TASK TO CARRY OUT: Continue the opinion piece on a Christian view of the Iraq war from where it stops below.

EXCERPT:
====
A Christian view of war
Sep. 18, 2006 Opinion
Oliver "Buzz" Thomas
ReligionNewsBlog.com • Monday September 18, 2006
“Pray for our troops.”
Millions of signs and bumper stickers carry the message, and part of me likes it. But part of me keeps waiting for another bumper sticker – the one I still haven’t seen. Whether Jesus would drive an SUV, I’m still not sure. Truth is he’d probably ride the bus. Or the subway. But if he had money for a car and didn’t give it all away to the hookers and the homeless before he got to the used-car lot, I’m pretty sure that his bumper sticker would say “pray for our enemies.”
Before you write me off as a left-wing crackpot, consider what we know. During his famous Sermon on the Mount, Jesus said three things relevant to the subject of war:
• Blessed are the peacemakers.
• Turn the other cheek.
• Pray for your enemies.
Here’s something else we know. Three-quarters of the U.S. population consider themselves Christian. That translates into about 224 million Americans.
So why are so few of us taking the teachings of Jesus seriously when it comes to this latest war? Out here in the heartland, only a handful of churches are even talking about it.
The most plausible explanation is that we’re scared. Some things, it seems, may trump religion. Fear is one of them. If Christians are afraid (and who could blame them after 9/11?), it’s not surprising that they’re listening to other voices besides Jesus’ when it comes to the war in Iraq. So what should the three-fourths of Americans who identify themselves as “Christian” make of the Iraq war?
We could spend a lot of time debating whether St. Augustine’s “Just War Theory” can be stretched to accommodate our invasion of Iraq, but at this late date it really doesn’t matter. We invaded. And, if the Just War Theory means anything, it means that we shouldn’t leave Iraq in a bigger mess than we found it. Americans of faith, it would seem, are obligated to do at least the following:
• Express concern for all suffering, including that of our enemies. That means more than paying lip service. As James, the brother of Jesus, said, it does not suffice to tell a hungry man “God bless you!” or “We will pray for you!” We must address his hunger. The same can be said for the additional food, health care, police and countless other things the Iraqi people need. And, though an immediate withdrawal would be precipitous, we must work diligently to respond to the Iraqis’ desire that our troops leave as quickly as possible.
• Recommit ourselves to the fundamental principles of justice and human rights that have been a hallmark of our faith, as well as of our nation. That means no more secret prisons, no more secret trials and no more torture. America cannot resort to the worst practices of the Gulag (where citizens were declared “enemies of the state” and whisked away to Siberian work camps without the benefit of a fair trial or the assistance of counsel) and expect to be an accepted member of the world community, much less a leader of it.
• Repudiate the statements of any religious or political leader who suggests that America has a special claim on God. He may have a special claim on us, but we do not have a special claim on him. Our beloved nation is a civil state, not a religious one. There are no references to God in our Constitution. The only reference to religion – other than in the First Amendment – is found in Article VI, which proclaims that there will be no religious test for public office in the USA. The Founding Fathers gave us a secular state in which all religions are free to flourish or flounder on their own initiative without interference by the government. Those running around claiming we are “in the army of God” or slapping up copies of the Ten Commandments on government buildings threaten to turn us into the very sort of society we are fighting against in this new war.
====
GIVEN DATA:
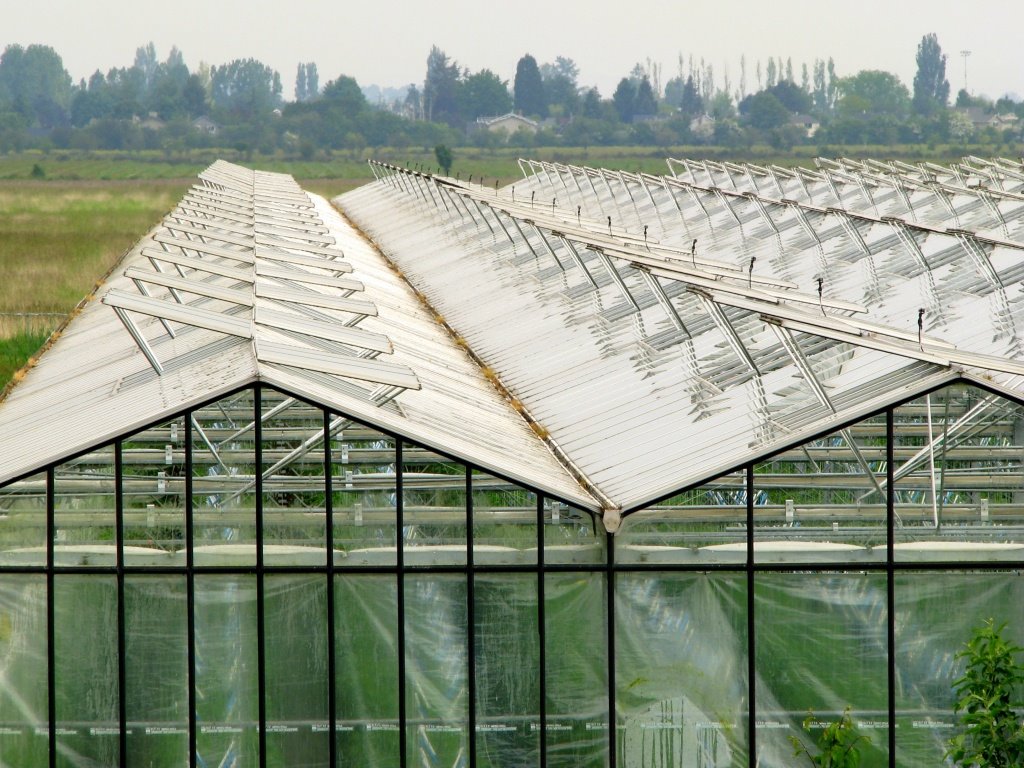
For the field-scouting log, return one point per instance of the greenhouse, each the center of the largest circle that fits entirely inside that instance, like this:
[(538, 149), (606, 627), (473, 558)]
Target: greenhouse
====
WRITTEN REPLY:
• Force our elected officials to address the conditions that have given rise to global terrorism in the first place. Terrorism exists for a reason. One of those reasons is that our society has been far too unconcerned about the plight of Muslim people around the world. Why, for example, have we not instituted a mini-Marshall Plan for the millions of Palestinians who have often gone without adequate land, roads, hospitals and schools since the 1967 war with Israel? Corruption among Palestinian leaders has squandered billions in the past, but responsible partners on the ground can and must be found. Private foundations with a long history of engagement might be a good place to start.
Tackling terrorism’s roots
We need not and should not repudiate our long-standing alliance with Israel to accomplish this. It’s simply that our religious traditions teach us that to whom much is given, much is required. The irony, of course, is that it’s in our best interest to relieve Palestinian suffering. True, some terrorist leaders come from affluent families and cite Western worldliness and decadence as their motivation for jihad, but the economic factor cannot be ignored. There is no better recruiting ground for the troops of terror than the maddening monotony and grinding poverty of a refugee camp.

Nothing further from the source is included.